Supervaluationists are here incorporating an orthodoxy dating back to Bertrand Russell's seminal article “Vagueness” (1923). This consensus was re-affirmed by Michael Dummett (1975) and regularly re-avowed by subsequent commentators.

In 1978 Gareth Evans focused opposition to vague objects with a short proof modeled after Saul Kripke's attack on contingent identity. If there is a vague object, then some statement of the form ‘a = b’ must be vague (where each of the flanking singular terms precisely designates that object). For the vagueness is allegedly due to the object rather than its representation. But any statement of form ‘a = a’ is definitely true. Consequently, a has the property of being definitely identical to a. Since a = b, then b must also have the property of being definitely identical to a. Therefore ‘a = b’ must be definitely true!

Evans agrees that there are vague identity statements in which one of the flanking terms is vague (just as Kripke agrees that there are contingent identity statements when one of the flanking terms is a flaccid designator). But then the vagueness is due to language, not the world.

Despite Evans' impressive assault, there was a renewal of interest in vague objects in the 1980s. As a precedent for this revival, Peter van Inwagen (1990, 283) recalls that in the 1960s, there was a consensus that all necessity is linguistic. Most philosophers now take the possibility of essential properties seriously.

Some of the reasons are technical. Problems with Kripke's refutation of contingent identity tend to have structural parallels that affect Evans' proof. Evans also relies on inferences that deviant logicians challenge (Parsons 2000).

In the absence of a decisive reductio ad absurdum , many logicians feel their role to be the liberal one of articulating the logical space for vague objects. There should be “Vague objects for those who want them” (Cowles and White 1991). Logic should be ontologically neutral.

Some non-enemies of vague objects also have an ambition to consolidate various species of indeterminacy (Barnes and Williams 2011). Talk of indeterminacy is found in quantum mechanics, analyses of the open future, fictional incompleteness, and the continuum hypothesis. Perhaps vagueness is just one face of indeterminacy.

This panoramic vision contrasts with the continuing resolution of many to tether vagueness to the sorites paradox (Eklund 2011). They fear that the clarity achieved by semantic ascent will be muddied by metaphysics.

Source data
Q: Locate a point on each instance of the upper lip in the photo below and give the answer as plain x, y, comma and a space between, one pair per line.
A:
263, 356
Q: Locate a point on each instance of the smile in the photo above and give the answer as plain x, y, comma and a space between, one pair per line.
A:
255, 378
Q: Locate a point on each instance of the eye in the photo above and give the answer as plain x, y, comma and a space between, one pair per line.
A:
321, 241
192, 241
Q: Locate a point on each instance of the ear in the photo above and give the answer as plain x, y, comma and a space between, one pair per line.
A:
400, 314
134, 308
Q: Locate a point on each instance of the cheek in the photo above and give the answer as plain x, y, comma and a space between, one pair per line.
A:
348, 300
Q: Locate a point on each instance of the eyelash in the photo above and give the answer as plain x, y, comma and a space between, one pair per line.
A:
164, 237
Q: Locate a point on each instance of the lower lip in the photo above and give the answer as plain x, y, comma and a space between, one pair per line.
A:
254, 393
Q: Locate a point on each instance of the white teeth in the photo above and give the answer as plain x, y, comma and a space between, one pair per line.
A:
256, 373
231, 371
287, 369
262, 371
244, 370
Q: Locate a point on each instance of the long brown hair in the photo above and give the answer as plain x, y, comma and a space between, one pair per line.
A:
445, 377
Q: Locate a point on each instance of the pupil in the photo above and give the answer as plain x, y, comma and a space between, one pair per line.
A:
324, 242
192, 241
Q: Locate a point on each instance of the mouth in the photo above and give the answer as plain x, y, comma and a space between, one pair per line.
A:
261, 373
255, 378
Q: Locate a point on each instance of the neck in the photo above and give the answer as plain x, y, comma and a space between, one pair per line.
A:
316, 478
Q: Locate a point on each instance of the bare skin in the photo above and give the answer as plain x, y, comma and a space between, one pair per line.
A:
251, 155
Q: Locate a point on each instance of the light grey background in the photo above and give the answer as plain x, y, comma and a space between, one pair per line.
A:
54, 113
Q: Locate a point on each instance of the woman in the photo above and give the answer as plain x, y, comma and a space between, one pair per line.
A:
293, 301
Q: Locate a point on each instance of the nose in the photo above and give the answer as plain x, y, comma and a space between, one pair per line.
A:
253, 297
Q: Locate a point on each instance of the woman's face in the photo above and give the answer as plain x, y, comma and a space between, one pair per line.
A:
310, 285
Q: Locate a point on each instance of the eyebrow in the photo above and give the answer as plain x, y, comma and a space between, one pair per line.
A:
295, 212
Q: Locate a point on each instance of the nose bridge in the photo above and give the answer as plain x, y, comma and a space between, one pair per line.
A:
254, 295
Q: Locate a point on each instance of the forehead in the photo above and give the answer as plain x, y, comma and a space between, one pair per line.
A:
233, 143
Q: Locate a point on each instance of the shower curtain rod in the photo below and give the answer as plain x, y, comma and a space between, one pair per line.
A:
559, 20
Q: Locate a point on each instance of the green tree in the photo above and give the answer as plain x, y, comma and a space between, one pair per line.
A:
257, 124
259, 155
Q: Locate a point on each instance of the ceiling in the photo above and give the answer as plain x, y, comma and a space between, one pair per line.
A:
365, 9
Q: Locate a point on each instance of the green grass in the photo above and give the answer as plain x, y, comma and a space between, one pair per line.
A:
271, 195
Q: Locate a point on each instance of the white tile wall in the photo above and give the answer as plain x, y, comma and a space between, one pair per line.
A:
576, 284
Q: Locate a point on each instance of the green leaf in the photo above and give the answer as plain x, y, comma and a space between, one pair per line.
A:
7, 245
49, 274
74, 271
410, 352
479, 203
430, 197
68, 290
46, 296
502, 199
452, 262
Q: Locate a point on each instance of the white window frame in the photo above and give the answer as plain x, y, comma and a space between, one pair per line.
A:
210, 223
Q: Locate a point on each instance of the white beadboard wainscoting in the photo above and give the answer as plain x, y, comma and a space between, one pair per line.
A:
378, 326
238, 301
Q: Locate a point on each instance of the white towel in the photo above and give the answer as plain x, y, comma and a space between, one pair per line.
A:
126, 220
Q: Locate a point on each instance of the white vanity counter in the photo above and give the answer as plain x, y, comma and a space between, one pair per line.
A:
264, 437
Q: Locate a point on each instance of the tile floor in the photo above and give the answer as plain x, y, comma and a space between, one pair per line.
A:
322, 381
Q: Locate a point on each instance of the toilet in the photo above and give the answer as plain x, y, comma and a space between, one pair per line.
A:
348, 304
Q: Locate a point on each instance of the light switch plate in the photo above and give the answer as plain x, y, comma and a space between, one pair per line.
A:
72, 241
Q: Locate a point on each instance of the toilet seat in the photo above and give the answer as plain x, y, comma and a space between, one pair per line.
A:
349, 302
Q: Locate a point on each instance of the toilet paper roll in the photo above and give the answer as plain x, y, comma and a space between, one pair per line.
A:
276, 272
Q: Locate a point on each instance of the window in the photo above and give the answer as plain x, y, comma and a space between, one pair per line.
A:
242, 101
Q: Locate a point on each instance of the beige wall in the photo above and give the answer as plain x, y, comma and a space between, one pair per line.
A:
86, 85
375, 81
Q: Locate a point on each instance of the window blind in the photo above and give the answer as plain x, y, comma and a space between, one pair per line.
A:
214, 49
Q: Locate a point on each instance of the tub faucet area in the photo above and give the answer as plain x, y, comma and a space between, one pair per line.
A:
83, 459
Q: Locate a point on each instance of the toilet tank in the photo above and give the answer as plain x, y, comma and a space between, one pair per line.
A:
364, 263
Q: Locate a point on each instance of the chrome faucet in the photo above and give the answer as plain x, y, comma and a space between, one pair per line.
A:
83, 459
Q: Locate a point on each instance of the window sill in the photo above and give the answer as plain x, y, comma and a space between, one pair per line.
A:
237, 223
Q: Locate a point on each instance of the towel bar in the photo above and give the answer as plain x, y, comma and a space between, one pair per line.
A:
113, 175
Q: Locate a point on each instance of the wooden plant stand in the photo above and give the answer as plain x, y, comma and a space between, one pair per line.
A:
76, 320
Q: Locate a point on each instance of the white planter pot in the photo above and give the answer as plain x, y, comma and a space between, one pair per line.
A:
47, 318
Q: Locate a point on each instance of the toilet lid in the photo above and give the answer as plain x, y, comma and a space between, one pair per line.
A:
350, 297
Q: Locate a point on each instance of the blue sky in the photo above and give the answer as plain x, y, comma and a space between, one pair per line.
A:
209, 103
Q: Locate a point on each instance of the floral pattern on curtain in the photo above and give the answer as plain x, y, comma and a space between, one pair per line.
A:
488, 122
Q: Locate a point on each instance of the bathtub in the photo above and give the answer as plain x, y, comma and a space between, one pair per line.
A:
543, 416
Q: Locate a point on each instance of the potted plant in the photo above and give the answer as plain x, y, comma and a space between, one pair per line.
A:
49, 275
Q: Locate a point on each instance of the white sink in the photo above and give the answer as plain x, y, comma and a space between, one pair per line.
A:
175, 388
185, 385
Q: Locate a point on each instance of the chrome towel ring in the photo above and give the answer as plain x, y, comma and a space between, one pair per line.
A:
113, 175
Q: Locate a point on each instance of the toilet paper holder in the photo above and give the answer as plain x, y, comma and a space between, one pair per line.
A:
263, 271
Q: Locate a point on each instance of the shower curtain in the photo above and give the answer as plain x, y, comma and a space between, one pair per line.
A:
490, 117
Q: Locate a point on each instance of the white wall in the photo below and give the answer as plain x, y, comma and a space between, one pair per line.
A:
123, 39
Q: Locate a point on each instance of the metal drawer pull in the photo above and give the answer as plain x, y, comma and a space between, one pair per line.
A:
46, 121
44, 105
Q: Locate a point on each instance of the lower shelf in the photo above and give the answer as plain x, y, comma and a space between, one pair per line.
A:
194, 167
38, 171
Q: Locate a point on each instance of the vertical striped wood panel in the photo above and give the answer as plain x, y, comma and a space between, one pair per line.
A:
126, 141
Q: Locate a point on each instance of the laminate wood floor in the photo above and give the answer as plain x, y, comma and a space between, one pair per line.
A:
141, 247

• _Questions to answer_:
a. In the passage on vagueness, what did Gareth Evans model his 1978 proof against vague objects on?
b. Translate this sentence from the passage on vagueness into Spanish: "Most philosophers now take the possibility of essential properties seriously."
c. Continue the passage on vagueness from its final sentence.

• _Answers given_:
a. Saul Kripke's attack on contingent identity.

b. La mayoría de los filósofos ahora toman en serio la posibilidad de las propiedades esenciales.

c.
But maybe the mud is already on the mountain top. Trenton Merricks (2001) claims that standard characterizations of linguistic vagueness rely on metaphysical vagueness. If ‘Bozo is bald’ lacks a truth-value because there is no fact to make the statement true, then the shortage appears to be ontological.

The view that vagueness is always linguistic has been attacked from other directions. Consider the vagueness of maps (Varzi 2001). The vagueness is pictorial rather than discursive. So one cannot conclude that vagueness is linguistic merely from the premise that vagueness is representational.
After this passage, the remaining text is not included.